TEXTO DE LECTURA —
Uno siempre había tenido, en el fondo, la vaga noción de que todos los toreros venían, de alguna manera, del campo. Quiero decir, que aunque les viéramos torear, bien o mal, en la plaza, detrás estaban las tardes de tentaderos en las fincas, los aprendizajes con escarcha, las carreteras de la sierra y las vacas de retienta encerradas en los corrales.

" A Antoñete no le gusta torear vacas. " - me contaba un día Jorge - "Dice que le quitan el sitio". Para añadir a continuación su célebre definición rural: " El campo es un sitio donde no hay bares". Ni tabaco, hubiera añadido el torero.

Una tarde nos invitaron a asistir a un tentadero en una finca cercana a Madrid, la de Felipe Garrigues. Iba a tentar Antoñete. Allá nos fuimos.

Situada en la carretera de los pantanos, o algo así, para los madrileños aquello ya era el campo, con jara en los tesos y huras conejiles a los lados del camino de tierra. Para mí, que venía esos días de la raya de Portugal, aquello era un paisaje suburbano, donde aún perduraba el recuerdo de Madrid, a lo lejos,  y las urbanizaciones cercanas que habiamos cruzado, pasado Brunete.

DATOS PROPORCIONADOS —
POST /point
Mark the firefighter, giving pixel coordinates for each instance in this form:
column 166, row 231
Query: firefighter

PROBLEMAS —
**A)** Copia el pasaje del texto sobre Antoñete que comienza en "Una tarde nos" y acaba en "cruzado, pasado Brunete.", y sustituye "jara" por "retama".
**B)** Responde estas preguntas a partir del texto sobre Antoñete:
(i) ¿De quién era la finca cercana a Madrid donde se celebró el tentadero?
(ii) ¿Cuál es la célebre definición rural del campo que se cita?
(iii) ¿De dónde venía quien narra en aquellos días?
El material no guarda ninguna relación con el texto de lectura.

SOLUCIONES POR TAREA —
**A)**
Una tarde nos invitaron a asistir a un tentadero en una finca cercana a Madrid, la de Felipe Garrigues. Iba a tentar Antoñete. Allá nos fuimos.

Situada en la carretera de los pantanos, o algo así, para los madrileños aquello ya era el campo, con retama en los tesos y huras conejiles a los lados del camino de tierra. Para mí, que venía esos días de la raya de Portugal, aquello era un paisaje suburbano, donde aún perduraba el recuerdo de Madrid, a lo lejos,  y las urbanizaciones cercanas que habiamos cruzado, pasado Brunete.

**B)**
(i) De Felipe Garrigues.
(ii) "El campo es un sitio donde no hay bares".
(iii) De la raya de Portugal.